## start TASK MATERIAL
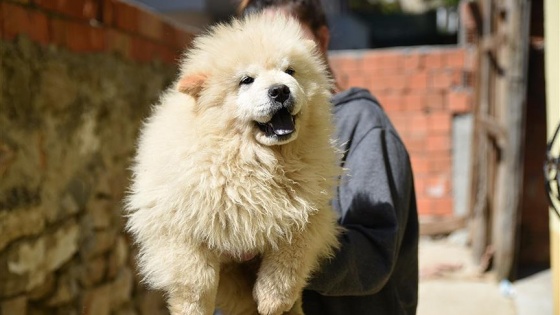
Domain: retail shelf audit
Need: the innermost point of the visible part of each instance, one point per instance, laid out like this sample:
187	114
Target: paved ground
450	283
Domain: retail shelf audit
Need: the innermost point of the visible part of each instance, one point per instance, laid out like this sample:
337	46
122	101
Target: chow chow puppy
229	203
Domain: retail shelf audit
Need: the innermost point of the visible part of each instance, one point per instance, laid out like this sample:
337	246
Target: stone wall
76	79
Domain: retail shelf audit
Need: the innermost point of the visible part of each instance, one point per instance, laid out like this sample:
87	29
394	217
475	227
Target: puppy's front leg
194	291
282	276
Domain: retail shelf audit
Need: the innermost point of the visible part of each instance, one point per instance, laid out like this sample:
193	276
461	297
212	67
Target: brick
119	42
390	102
144	50
416	144
434	60
413	62
108	12
382	61
400	121
343	61
455	59
171	56
460	101
168	32
439	122
396	82
438	143
150	25
80	9
435	100
357	80
418	81
414	102
440	163
125	17
445	79
78	37
419	183
18	20
418	124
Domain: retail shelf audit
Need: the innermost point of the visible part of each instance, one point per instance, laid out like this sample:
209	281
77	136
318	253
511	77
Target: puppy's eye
246	80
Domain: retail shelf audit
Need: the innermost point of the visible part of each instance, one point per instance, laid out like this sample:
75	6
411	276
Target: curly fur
210	190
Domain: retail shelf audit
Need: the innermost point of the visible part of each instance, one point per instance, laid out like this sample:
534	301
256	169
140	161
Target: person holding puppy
375	271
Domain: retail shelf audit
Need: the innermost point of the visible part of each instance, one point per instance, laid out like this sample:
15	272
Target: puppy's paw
271	301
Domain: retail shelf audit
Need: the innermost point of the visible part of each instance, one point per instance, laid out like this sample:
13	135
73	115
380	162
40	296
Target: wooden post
552	68
515	57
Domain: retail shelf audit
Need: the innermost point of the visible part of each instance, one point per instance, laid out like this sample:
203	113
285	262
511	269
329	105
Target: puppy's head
258	77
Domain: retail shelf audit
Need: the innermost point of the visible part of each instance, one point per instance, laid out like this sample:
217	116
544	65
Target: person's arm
374	199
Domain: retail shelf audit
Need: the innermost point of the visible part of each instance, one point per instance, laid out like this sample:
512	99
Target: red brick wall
94	26
421	89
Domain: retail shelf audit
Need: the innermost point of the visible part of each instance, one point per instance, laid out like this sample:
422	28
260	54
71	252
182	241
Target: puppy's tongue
282	123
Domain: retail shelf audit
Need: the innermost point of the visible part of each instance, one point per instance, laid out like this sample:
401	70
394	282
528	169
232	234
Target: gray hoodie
376	269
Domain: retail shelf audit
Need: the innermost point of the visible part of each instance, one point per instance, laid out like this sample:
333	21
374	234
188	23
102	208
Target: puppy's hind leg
235	290
194	290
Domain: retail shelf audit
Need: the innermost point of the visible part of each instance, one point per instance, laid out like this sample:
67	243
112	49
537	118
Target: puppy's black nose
279	92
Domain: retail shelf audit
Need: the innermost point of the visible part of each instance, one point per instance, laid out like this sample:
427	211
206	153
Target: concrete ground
450	283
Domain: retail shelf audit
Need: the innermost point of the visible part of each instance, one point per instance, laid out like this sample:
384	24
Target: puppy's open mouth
281	125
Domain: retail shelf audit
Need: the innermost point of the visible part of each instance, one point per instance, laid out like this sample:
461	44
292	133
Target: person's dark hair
309	12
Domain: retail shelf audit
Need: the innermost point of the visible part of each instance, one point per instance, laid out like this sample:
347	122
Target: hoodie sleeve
374	199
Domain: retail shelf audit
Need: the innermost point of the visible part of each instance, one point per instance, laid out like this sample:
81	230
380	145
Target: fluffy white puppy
234	172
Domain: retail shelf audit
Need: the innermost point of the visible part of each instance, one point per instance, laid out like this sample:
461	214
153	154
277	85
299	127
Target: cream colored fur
211	190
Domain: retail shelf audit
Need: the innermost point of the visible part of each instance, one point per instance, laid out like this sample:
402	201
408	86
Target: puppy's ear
191	84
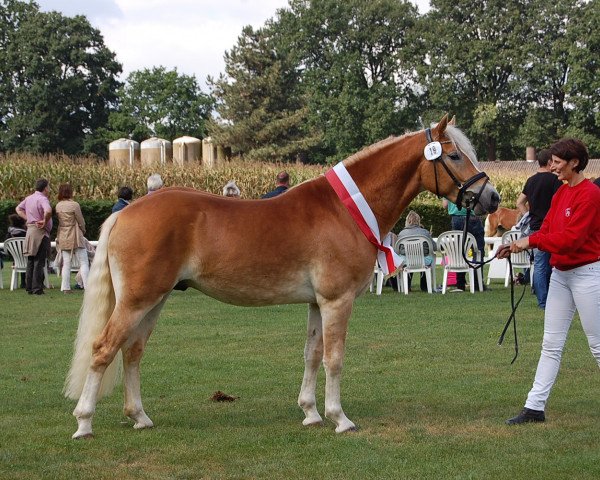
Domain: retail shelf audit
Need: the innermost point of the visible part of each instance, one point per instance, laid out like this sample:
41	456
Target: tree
262	112
57	80
560	68
356	82
159	102
467	57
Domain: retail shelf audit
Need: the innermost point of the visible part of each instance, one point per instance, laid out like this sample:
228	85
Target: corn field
95	180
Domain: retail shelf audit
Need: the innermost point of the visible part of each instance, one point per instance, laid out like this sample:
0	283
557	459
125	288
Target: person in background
231	190
535	199
282	184
412	226
125	195
458	217
154	183
571	234
16	228
37	213
69	239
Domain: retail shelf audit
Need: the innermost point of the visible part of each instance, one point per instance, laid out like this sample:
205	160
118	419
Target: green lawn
423	379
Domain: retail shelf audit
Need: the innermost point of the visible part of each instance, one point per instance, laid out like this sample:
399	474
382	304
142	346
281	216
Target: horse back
289	249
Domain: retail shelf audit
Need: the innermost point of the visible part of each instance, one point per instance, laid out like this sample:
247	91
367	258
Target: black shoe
527	415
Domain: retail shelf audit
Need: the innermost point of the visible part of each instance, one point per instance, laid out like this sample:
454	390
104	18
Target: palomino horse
300	247
505	218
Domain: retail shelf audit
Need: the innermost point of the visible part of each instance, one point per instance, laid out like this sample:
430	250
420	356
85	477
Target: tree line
318	81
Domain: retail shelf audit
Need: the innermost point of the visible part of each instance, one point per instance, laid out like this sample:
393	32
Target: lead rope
477	264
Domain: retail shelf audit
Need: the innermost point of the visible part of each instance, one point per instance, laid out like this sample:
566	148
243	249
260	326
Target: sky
190	35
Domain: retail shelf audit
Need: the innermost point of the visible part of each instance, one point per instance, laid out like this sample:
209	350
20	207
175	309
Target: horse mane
376	147
455	134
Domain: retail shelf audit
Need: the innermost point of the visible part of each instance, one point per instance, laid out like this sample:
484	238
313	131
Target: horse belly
252	290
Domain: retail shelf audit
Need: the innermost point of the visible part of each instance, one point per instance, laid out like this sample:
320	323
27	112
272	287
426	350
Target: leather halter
462	187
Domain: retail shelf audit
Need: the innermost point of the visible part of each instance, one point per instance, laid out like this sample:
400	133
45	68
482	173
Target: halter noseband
462	187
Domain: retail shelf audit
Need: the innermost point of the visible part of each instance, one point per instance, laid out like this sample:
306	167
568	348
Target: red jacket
571	230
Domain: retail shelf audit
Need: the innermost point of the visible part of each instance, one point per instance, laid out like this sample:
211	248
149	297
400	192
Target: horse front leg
86	406
313	356
335	316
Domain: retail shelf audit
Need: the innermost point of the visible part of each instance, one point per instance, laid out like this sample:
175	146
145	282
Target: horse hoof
348	428
317	423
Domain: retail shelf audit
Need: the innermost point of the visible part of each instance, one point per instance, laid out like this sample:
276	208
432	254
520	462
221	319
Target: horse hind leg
121	324
132	355
335	325
313	356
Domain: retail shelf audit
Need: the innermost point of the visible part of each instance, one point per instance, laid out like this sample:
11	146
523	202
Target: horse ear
441	126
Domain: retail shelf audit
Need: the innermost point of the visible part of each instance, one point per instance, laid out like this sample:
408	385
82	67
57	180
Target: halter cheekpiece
435	147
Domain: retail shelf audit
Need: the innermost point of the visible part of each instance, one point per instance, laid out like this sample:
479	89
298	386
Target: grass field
423	379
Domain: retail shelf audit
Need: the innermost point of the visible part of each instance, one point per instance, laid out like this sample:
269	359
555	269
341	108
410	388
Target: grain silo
156	151
209	153
124	153
187	150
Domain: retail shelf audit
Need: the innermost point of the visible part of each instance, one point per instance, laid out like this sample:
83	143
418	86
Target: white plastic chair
450	244
377	279
414	259
14	246
518	260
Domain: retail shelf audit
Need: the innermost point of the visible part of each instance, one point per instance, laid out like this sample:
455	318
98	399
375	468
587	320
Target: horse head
450	169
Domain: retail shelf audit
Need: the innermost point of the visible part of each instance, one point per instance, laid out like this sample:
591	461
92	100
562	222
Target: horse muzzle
486	200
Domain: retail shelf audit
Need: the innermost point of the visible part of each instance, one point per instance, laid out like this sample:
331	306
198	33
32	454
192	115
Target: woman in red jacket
571	234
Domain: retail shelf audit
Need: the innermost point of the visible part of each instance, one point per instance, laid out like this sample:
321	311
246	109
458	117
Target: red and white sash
348	192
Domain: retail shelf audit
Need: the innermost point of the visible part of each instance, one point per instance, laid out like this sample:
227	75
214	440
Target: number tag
433	150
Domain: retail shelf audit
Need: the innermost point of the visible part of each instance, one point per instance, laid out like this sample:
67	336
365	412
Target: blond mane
376	147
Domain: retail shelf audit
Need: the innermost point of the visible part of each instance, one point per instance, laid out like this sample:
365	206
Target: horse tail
98	305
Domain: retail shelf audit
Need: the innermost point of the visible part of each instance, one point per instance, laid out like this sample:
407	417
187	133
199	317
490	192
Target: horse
303	246
505	218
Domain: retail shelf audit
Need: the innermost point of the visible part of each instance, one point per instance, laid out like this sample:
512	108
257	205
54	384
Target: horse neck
389	179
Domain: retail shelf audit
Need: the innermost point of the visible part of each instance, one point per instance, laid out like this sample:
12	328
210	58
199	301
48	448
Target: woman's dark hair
65	191
570	148
125	193
41	184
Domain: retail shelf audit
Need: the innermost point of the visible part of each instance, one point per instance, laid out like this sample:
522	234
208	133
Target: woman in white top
71	228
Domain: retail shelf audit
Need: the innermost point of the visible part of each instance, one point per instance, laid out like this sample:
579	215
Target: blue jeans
541	276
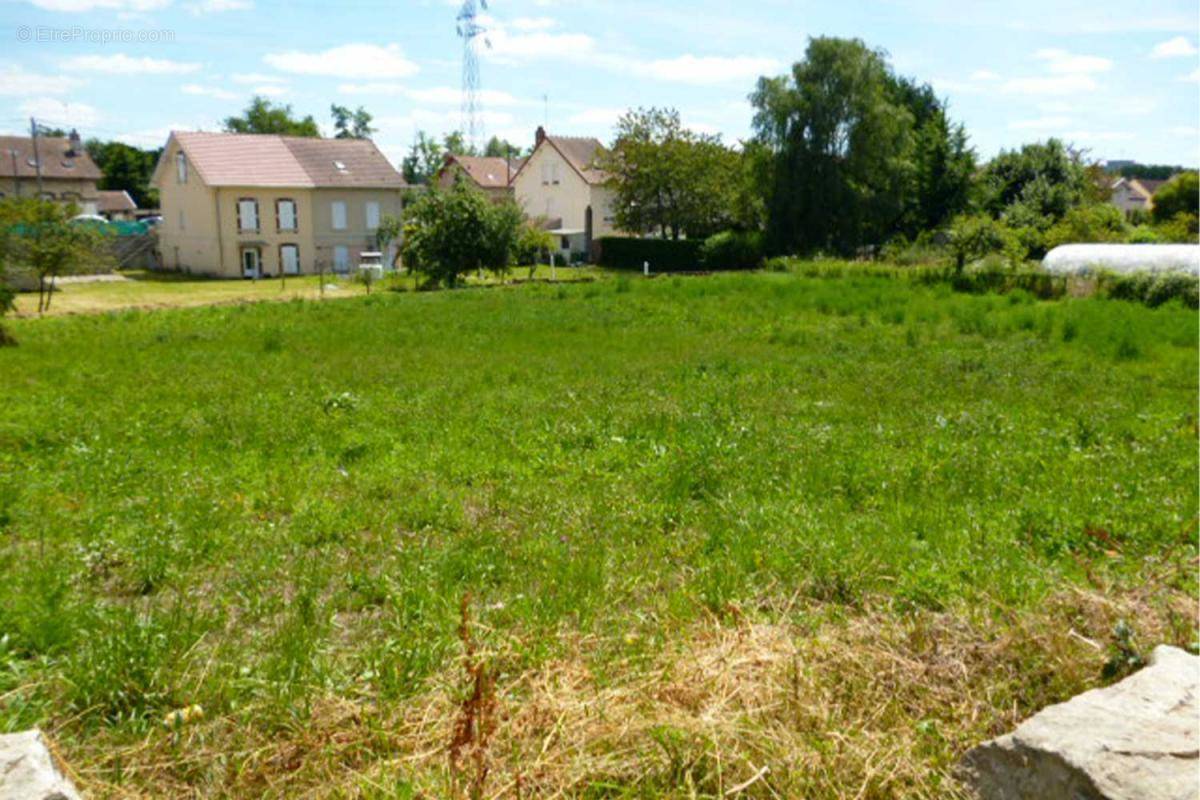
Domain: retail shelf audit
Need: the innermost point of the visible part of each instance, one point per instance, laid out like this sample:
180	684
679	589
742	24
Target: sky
1119	78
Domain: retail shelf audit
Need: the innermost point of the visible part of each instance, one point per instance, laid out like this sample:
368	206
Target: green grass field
693	529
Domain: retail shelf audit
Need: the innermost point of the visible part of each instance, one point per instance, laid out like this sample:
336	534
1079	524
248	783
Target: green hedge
664	254
732	251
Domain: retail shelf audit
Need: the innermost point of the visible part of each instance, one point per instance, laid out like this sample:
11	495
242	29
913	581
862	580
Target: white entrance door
251	264
291	257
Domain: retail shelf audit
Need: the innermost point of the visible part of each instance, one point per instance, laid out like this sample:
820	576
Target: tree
263	116
671	180
1181	194
450	233
424	160
1038	184
389	230
43	240
498	148
840	140
972	236
126	168
352	125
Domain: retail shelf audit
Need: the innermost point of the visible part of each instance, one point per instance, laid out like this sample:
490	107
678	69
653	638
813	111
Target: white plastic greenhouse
1083	259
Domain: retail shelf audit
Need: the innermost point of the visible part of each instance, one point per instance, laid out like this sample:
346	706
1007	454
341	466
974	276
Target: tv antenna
469	31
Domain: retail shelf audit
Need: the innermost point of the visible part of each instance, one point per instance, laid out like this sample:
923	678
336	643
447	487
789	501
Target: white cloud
17	82
120	64
707	70
346	61
1174	48
533	23
1050	85
208	91
256	77
433	95
511	48
1069	64
1041	124
598	118
270	90
217	6
60	114
105	5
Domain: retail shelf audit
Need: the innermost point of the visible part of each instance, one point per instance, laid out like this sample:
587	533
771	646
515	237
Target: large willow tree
853	155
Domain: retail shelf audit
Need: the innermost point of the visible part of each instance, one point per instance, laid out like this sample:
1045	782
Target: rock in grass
1135	740
28	770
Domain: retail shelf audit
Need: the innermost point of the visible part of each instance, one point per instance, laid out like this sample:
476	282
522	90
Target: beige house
117	205
562	184
492	176
1135	193
67	173
246	205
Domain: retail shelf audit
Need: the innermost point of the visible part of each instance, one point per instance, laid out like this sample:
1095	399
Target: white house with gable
562	185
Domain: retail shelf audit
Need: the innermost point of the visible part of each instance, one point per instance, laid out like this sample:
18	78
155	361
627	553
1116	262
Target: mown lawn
147	290
816	535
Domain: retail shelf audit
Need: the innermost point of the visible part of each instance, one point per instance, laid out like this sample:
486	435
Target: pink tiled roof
115	200
276	161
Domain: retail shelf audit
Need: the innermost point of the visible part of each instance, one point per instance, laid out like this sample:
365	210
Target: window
341	258
286	215
247	215
289	259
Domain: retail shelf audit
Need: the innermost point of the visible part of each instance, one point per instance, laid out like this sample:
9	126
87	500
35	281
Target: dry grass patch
814	702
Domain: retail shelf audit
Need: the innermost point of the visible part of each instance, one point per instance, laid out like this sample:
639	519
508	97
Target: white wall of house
550	187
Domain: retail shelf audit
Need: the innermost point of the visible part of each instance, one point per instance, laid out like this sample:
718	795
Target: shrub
1181	229
664	254
532	244
732	251
1151	288
1180	196
1089	223
978	235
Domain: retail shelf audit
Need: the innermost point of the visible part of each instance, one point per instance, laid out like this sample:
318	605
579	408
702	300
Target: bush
1087	224
1152	288
532	245
664	254
732	251
1181	229
1180	196
975	236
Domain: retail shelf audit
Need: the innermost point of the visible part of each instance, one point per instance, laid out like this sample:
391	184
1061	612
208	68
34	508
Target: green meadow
381	540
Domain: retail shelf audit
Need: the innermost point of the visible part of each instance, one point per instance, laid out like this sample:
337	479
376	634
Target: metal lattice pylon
471	30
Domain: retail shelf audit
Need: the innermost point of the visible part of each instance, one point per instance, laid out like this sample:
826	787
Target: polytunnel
1083	259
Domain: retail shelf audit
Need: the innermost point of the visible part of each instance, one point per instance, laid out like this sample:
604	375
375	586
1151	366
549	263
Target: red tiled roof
115	200
582	154
276	161
55	154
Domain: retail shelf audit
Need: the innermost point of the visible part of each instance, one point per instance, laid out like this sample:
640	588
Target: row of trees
847	156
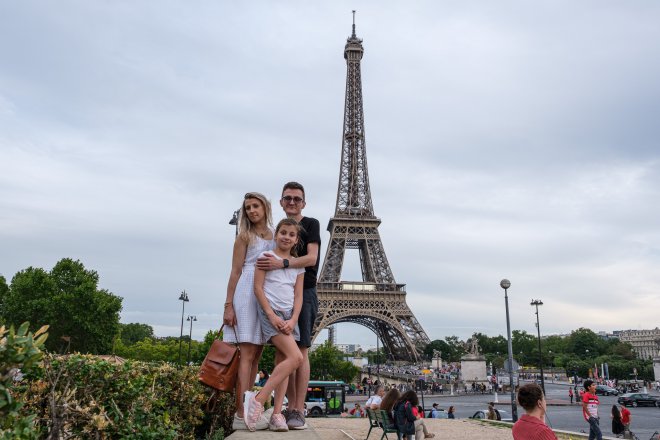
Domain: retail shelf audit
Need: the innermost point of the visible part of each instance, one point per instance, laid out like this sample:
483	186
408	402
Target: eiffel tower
377	302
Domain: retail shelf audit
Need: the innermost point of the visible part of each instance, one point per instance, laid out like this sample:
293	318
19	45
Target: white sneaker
239	424
277	423
252	410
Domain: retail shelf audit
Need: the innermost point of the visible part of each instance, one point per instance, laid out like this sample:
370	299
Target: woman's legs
247	371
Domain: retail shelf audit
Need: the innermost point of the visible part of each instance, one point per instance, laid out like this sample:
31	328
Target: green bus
325	397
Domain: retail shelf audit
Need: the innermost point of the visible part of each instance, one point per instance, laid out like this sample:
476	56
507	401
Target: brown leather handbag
220	366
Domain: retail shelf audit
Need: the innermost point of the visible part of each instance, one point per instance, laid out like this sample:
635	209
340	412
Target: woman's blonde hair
246	229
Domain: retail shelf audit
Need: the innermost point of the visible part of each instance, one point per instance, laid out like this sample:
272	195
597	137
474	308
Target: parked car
483	414
638	399
606	391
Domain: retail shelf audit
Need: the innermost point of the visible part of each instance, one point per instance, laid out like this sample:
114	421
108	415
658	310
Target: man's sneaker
253	410
296	420
239	424
277	423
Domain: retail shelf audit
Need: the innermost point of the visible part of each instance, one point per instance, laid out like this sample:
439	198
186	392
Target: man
532	424
309	249
590	409
374	401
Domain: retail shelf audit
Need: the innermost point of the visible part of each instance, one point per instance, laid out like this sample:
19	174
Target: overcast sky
508	139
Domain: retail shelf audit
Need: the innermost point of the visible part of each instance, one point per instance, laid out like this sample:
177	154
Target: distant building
## end TASK MATERIAL
EXERCISE TASK
Please gather every line in the items above that contains the word "puppy", and copy each of those lines in full.

RESULT
Target: chow chow puppy
Target: puppy's front leg
Target: puppy's eye
Target: person holding puppy
Target: puppy's paw
Target: puppy's head
Target: puppy's tongue
Target: puppy's hind leg
Target: puppy's black nose
Target: puppy's open mouth
Target: fluffy white puppy
Target: puppy's ear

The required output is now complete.